Your task: Without the pictures, give the entries below again exactly as written.

Exercise material:
^^^^^^^^

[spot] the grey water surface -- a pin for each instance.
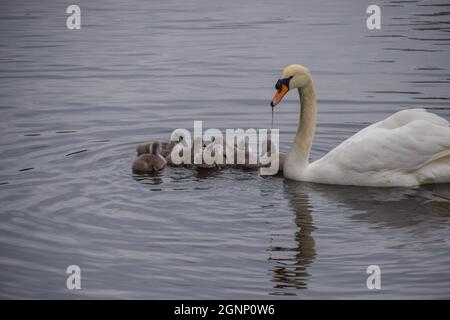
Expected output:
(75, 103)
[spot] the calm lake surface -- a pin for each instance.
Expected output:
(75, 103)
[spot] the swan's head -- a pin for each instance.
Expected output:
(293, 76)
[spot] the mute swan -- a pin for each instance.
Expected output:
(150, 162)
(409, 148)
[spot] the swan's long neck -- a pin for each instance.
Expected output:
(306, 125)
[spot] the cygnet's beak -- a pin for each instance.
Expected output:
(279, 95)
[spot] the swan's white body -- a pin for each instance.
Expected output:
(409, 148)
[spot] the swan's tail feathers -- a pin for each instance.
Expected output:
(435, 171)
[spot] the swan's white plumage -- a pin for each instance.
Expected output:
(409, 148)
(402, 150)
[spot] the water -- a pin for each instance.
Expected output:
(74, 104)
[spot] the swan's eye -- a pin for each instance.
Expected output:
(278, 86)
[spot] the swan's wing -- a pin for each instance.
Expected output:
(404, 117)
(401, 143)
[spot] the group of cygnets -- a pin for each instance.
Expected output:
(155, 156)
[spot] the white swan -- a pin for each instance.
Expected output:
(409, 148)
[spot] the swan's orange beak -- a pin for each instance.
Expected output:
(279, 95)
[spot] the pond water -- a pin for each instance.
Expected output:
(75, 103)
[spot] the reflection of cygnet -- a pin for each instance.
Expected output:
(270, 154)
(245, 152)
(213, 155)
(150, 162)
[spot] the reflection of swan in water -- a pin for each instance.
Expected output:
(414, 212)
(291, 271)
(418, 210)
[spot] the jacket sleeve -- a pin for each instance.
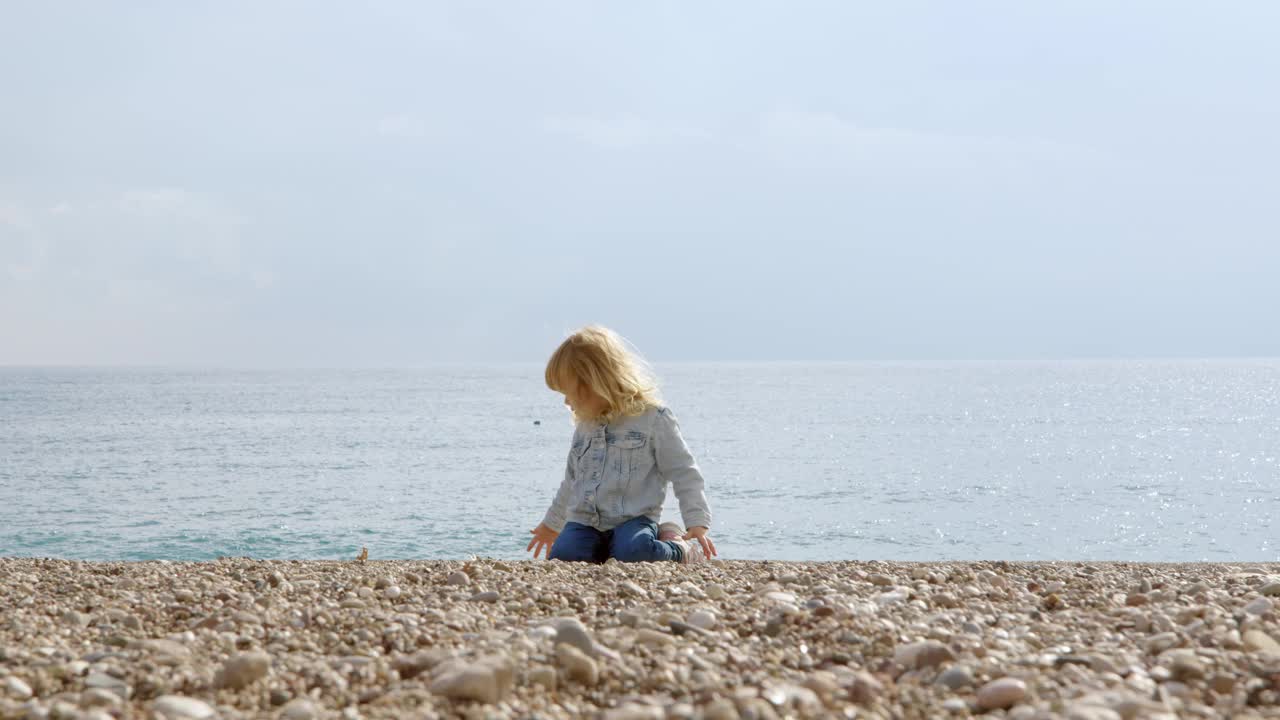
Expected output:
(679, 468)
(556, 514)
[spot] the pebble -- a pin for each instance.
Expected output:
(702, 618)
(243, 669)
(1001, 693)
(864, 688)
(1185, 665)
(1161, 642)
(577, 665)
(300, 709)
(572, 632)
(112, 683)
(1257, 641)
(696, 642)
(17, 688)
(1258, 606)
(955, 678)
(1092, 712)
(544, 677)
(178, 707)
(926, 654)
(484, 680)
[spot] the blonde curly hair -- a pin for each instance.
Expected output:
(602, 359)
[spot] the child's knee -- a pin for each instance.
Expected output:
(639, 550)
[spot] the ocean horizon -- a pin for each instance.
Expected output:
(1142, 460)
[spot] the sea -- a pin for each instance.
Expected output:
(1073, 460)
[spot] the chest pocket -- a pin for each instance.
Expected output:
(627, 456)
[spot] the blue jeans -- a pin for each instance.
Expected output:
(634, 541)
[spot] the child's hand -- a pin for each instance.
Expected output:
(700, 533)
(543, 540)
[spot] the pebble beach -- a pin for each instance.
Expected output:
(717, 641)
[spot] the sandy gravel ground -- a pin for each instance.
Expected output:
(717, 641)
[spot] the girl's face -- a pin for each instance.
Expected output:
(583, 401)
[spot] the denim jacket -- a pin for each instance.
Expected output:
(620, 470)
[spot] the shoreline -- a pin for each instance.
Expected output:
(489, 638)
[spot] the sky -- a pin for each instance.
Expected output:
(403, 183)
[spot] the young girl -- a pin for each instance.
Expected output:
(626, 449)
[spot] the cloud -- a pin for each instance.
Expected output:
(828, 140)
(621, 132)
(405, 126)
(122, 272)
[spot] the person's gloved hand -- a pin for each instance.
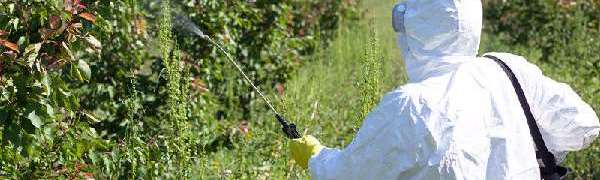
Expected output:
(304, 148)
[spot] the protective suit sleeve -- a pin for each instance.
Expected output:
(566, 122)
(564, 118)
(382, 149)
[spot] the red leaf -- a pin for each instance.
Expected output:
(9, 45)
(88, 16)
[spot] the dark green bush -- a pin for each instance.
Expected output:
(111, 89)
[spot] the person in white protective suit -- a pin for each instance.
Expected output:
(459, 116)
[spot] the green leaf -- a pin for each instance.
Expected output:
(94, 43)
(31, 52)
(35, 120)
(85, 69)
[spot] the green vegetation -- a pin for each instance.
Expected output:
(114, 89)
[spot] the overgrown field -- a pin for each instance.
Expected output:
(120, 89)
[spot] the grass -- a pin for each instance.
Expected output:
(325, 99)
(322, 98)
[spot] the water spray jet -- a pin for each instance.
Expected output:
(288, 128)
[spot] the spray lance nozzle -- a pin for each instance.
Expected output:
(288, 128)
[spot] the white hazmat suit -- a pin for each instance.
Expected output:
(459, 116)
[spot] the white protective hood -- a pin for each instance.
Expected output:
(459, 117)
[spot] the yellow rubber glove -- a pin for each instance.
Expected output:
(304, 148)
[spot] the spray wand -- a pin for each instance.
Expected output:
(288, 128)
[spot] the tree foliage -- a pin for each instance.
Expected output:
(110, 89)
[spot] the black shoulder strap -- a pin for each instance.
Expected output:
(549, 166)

^^^^^^^^

Task response:
[spot] the grey water surface -- a pin for each instance.
Expected output:
(75, 103)
[spot] the calm lake surface -- a pin for each instance.
Expected output:
(75, 103)
[spot] the swan's head -- a pin for each instance.
Expected output:
(293, 76)
[spot] the mute swan -- a pin for each instance.
Expected output:
(150, 162)
(409, 148)
[spot] the swan's long neck -- a pin for each instance.
Expected output:
(306, 125)
[spot] the cygnet's beak -- a pin for each instance.
Expected output:
(279, 95)
[spot] the swan's white body -- a pin for each instance.
Expected output:
(409, 148)
[spot] the swan's tail feathers -- a pin for each instance.
Expected output:
(435, 171)
[spot] the swan's white plumage -- a pin for each instance.
Expected output:
(409, 148)
(402, 150)
[spot] the water -- a pin for each instance.
Expected output:
(74, 104)
[spot] the swan's eye -- a pin for each instance.
Expected output:
(278, 86)
[spot] the swan's wing -- a pin for each instance.
Expected output:
(404, 117)
(401, 143)
[spot] the group of cygnets -- a pin for each instance.
Expected output:
(155, 156)
[spot] the white swan -- a pin for each instance.
Expected output:
(409, 148)
[spot] the swan's orange beak -- a pin for each instance.
Expected output:
(279, 95)
[spot] the pond water -- a pin for each instance.
Expected output:
(75, 103)
[spot] the reflection of cygnet -- a pin for each instance.
Expected output:
(270, 154)
(245, 152)
(213, 155)
(150, 162)
[spot] the reflection of swan in water -- a pin for each instance.
Expected output:
(414, 212)
(291, 271)
(418, 210)
[spot] the jacket sleeve -- a pin for each instance.
Expected output:
(679, 468)
(556, 514)
[spot] the pebble -- a pin for each instance.
Expected output:
(702, 618)
(243, 669)
(1001, 693)
(864, 688)
(1185, 665)
(1161, 642)
(577, 665)
(300, 709)
(572, 632)
(112, 683)
(1257, 641)
(696, 642)
(17, 688)
(1258, 606)
(955, 678)
(1092, 712)
(544, 677)
(178, 707)
(926, 654)
(484, 680)
[spot] the blonde curly hair -- a pin for each instance.
Expected output:
(602, 359)
[spot] the child's knee -- a pin for each instance.
Expected output:
(639, 550)
[spot] the ocean horizon -- a pin for each instance.
Expected output:
(1142, 460)
[spot] the sea -- a pin for each instance.
Expected output:
(1073, 460)
[spot] the chest pocket -- a pin for each instance.
Expected output:
(627, 456)
[spot] the blue jeans -- a pin for each instance.
Expected output:
(634, 541)
[spot] the child's hand -- a pin for each instance.
Expected output:
(700, 533)
(543, 540)
[spot] the pebble beach -- a pin for each instance.
Expected output:
(717, 641)
[spot] the sandy gravel ground -- a pin for each instance.
Expected output:
(717, 641)
[spot] the girl's face -- a pin for each instance.
Expected output:
(583, 401)
[spot] the denim jacket -- a pin for each instance.
Expected output:
(620, 470)
[spot] the shoreline -- a pin for each instance.
Expected output:
(489, 638)
[spot] the sky -- a pin for each instance.
Expected output:
(403, 183)
[spot] the young girl -- a pin for each instance.
Expected output:
(626, 449)
[spot] the cloud -- a pin for each instance.
Expected output:
(828, 140)
(621, 132)
(405, 126)
(122, 272)
[spot] the person's gloved hand -- a pin for each instance.
Expected output:
(304, 148)
[spot] the protective suit sleeve -- a pin for each instance.
Expected output:
(566, 122)
(564, 118)
(382, 149)
[spot] the red leaf -- a pin for each instance.
Expected output:
(9, 45)
(88, 16)
[spot] the dark green bush -- a pin for each instance.
Expected output:
(111, 89)
[spot] the person in white protective suit -- a pin for each instance.
Expected output:
(459, 116)
[spot] the green leaf -- a pin for each instance.
Expected output:
(94, 43)
(31, 52)
(35, 120)
(85, 69)
[spot] the green vegetation -- a pin for each instance.
Expected output:
(114, 89)
[spot] the overgrown field -- a pin for each instance.
Expected output:
(120, 89)
[spot] the grass -- a pin for each instance.
Expected output:
(325, 99)
(322, 98)
[spot] the water spray jet -- a pin for each instance.
Expected output:
(288, 128)
[spot] the spray lance nozzle -- a pin for each instance.
Expected output:
(288, 128)
[spot] the white hazmat suit -- a pin for each instance.
Expected output:
(459, 116)
[spot] the white protective hood -- a pin for each instance.
Expected output:
(459, 117)
[spot] the yellow rubber glove -- a pin for each instance.
Expected output:
(304, 148)
[spot] the spray wand -- a pin for each instance.
Expected output:
(288, 128)
[spot] the tree foliage -- a pin for each instance.
Expected output:
(110, 89)
[spot] the black shoulder strap -- a pin for each instance.
Expected output:
(549, 166)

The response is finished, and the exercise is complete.